**Records provided:**
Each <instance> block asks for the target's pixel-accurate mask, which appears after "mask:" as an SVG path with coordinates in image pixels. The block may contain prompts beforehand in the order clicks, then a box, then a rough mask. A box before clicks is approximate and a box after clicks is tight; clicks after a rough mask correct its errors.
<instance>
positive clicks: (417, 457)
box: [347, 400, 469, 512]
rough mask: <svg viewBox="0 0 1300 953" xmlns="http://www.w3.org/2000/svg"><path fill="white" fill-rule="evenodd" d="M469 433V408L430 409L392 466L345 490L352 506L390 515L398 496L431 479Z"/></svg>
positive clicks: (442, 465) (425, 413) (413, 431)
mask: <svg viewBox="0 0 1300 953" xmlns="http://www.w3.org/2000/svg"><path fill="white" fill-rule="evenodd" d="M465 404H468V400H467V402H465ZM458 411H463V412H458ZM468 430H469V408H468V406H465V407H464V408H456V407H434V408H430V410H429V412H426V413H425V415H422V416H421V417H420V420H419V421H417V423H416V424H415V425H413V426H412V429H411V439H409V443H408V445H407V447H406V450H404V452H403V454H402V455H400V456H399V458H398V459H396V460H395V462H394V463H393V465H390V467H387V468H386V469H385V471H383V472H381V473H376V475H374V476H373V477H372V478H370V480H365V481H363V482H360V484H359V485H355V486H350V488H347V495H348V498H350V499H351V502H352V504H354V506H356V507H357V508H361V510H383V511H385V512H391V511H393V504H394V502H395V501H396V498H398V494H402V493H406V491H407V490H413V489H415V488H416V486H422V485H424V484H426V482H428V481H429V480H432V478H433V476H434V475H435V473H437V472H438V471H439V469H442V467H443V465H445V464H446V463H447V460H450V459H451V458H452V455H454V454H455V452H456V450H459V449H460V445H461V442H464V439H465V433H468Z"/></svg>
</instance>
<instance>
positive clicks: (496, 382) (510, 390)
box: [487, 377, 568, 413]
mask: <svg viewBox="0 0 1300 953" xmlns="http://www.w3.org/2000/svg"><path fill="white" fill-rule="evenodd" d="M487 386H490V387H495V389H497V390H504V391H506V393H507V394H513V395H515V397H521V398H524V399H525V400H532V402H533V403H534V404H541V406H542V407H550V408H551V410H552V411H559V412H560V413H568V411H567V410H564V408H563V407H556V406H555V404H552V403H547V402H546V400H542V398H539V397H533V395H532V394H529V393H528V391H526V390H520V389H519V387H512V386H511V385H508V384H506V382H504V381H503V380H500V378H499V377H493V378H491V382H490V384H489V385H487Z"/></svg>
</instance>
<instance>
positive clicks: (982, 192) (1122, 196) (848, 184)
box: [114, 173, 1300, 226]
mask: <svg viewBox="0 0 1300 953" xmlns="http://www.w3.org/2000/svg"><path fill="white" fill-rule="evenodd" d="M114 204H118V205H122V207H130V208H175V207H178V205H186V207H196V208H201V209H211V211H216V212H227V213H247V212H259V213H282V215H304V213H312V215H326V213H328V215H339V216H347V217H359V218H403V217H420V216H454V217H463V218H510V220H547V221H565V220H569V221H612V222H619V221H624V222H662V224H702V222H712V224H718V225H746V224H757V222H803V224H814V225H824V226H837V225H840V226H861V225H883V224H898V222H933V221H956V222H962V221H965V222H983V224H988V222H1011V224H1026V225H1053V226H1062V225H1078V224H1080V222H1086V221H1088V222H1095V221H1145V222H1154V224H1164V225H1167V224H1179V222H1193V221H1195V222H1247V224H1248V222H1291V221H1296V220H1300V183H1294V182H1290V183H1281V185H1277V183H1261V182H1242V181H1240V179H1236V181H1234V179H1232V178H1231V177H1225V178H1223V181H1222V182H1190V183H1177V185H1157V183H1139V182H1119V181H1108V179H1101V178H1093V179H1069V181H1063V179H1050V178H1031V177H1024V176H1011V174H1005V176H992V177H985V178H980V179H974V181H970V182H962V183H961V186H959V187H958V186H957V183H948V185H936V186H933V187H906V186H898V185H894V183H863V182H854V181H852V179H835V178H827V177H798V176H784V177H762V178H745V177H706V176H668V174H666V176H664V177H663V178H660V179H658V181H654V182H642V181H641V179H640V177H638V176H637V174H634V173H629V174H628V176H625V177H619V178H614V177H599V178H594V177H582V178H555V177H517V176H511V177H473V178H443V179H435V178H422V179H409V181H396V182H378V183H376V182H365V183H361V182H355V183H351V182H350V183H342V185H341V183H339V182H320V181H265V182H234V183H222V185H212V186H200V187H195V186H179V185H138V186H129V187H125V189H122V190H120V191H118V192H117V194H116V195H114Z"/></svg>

**What you have to do:**
Send back every record, precisely as written.

**Problem solution:**
Each <instance> block asks for the target's pixel-accurate mask, which appears after "mask:" as an SVG path with coordinates in image pixels. The block may contain prompts beforehand in the order clicks, then a box, then a rough mask. A box before clicks is approximate and a box after clicks is tight; clicks after a rough mask correct its errors.
<instance>
positive clicks: (417, 457)
box: [347, 400, 469, 512]
rough mask: <svg viewBox="0 0 1300 953" xmlns="http://www.w3.org/2000/svg"><path fill="white" fill-rule="evenodd" d="M469 433V408L430 409L392 466L345 490L352 506L390 515L398 496L431 479Z"/></svg>
positive clicks: (442, 465) (425, 413) (413, 431)
mask: <svg viewBox="0 0 1300 953" xmlns="http://www.w3.org/2000/svg"><path fill="white" fill-rule="evenodd" d="M465 404H468V400H467V402H465ZM458 411H463V412H458ZM468 430H469V408H468V406H465V407H464V408H456V407H434V408H430V410H429V412H426V413H425V415H422V416H421V417H420V420H419V421H417V423H416V424H415V425H413V426H412V429H411V439H409V443H408V445H407V447H406V450H404V452H403V454H402V455H400V456H399V458H398V459H396V460H395V462H394V463H393V465H390V467H387V468H386V469H385V471H383V472H381V473H376V475H374V476H373V477H372V478H370V480H365V481H363V482H360V484H359V485H355V486H350V488H347V495H348V498H350V499H351V502H352V504H354V506H356V507H357V508H361V510H383V511H385V512H391V511H393V504H394V502H395V501H396V498H398V494H402V493H406V491H407V490H413V489H415V488H416V486H422V485H424V484H426V482H428V481H429V480H432V478H433V476H434V475H435V473H437V472H438V471H439V469H442V467H443V465H445V464H446V463H447V460H450V459H451V458H452V455H454V454H455V452H456V450H459V449H460V445H461V442H464V439H465V433H468Z"/></svg>
</instance>
<instance>
positive clicks: (496, 382) (510, 390)
box: [487, 377, 568, 413]
mask: <svg viewBox="0 0 1300 953" xmlns="http://www.w3.org/2000/svg"><path fill="white" fill-rule="evenodd" d="M487 386H490V387H495V389H497V390H504V391H506V393H507V394H513V395H515V397H521V398H524V399H525V400H532V402H533V403H534V404H541V406H542V407H550V408H551V410H552V411H559V412H560V413H568V411H567V410H564V408H563V407H556V406H555V404H552V403H547V402H546V400H542V398H539V397H533V395H532V394H529V393H528V391H526V390H520V389H519V387H512V386H511V385H508V384H506V382H504V381H503V380H500V378H499V377H493V378H491V382H490V384H489V385H487Z"/></svg>
</instance>
<instance>
positive clicks: (982, 192) (1122, 196) (848, 184)
box: [114, 173, 1300, 226]
mask: <svg viewBox="0 0 1300 953" xmlns="http://www.w3.org/2000/svg"><path fill="white" fill-rule="evenodd" d="M114 204H118V205H122V207H130V208H175V207H178V205H186V207H196V208H201V209H211V211H216V212H227V213H247V212H259V213H282V215H304V213H312V215H326V213H328V215H339V216H347V217H359V218H403V217H420V216H454V217H463V218H510V220H547V221H565V220H569V221H612V222H619V221H624V222H662V224H702V222H712V224H718V225H746V224H757V222H803V224H814V225H824V226H837V225H840V226H861V225H883V224H898V222H933V221H956V222H962V221H965V222H983V224H988V222H1011V224H1026V225H1053V226H1062V225H1078V224H1080V222H1086V221H1088V222H1095V221H1145V222H1154V224H1164V225H1167V224H1179V222H1193V221H1195V222H1247V224H1248V222H1291V221H1296V220H1300V183H1294V182H1290V183H1281V185H1277V183H1261V182H1242V181H1240V179H1236V181H1234V179H1232V178H1231V177H1225V178H1223V181H1222V182H1190V183H1177V185H1157V183H1139V182H1119V181H1108V179H1101V178H1093V179H1069V181H1063V179H1050V178H1031V177H1024V176H1011V174H1005V176H992V177H985V178H980V179H974V181H970V182H962V183H961V186H959V187H958V186H957V183H948V185H936V186H933V187H906V186H898V185H894V183H863V182H854V181H852V179H835V178H827V177H798V176H784V177H762V178H745V177H706V176H668V174H666V176H664V177H663V178H660V179H658V181H654V182H642V181H641V179H640V177H638V176H637V174H634V173H629V174H628V176H625V177H619V178H614V177H599V178H594V177H582V178H555V177H517V176H511V177H473V178H443V179H435V178H422V179H409V181H396V182H378V183H376V182H365V183H361V182H355V183H351V182H350V183H342V185H341V183H339V182H320V181H265V182H234V183H222V185H212V186H200V187H195V186H179V185H138V186H129V187H125V189H122V190H120V191H118V192H117V194H116V195H114Z"/></svg>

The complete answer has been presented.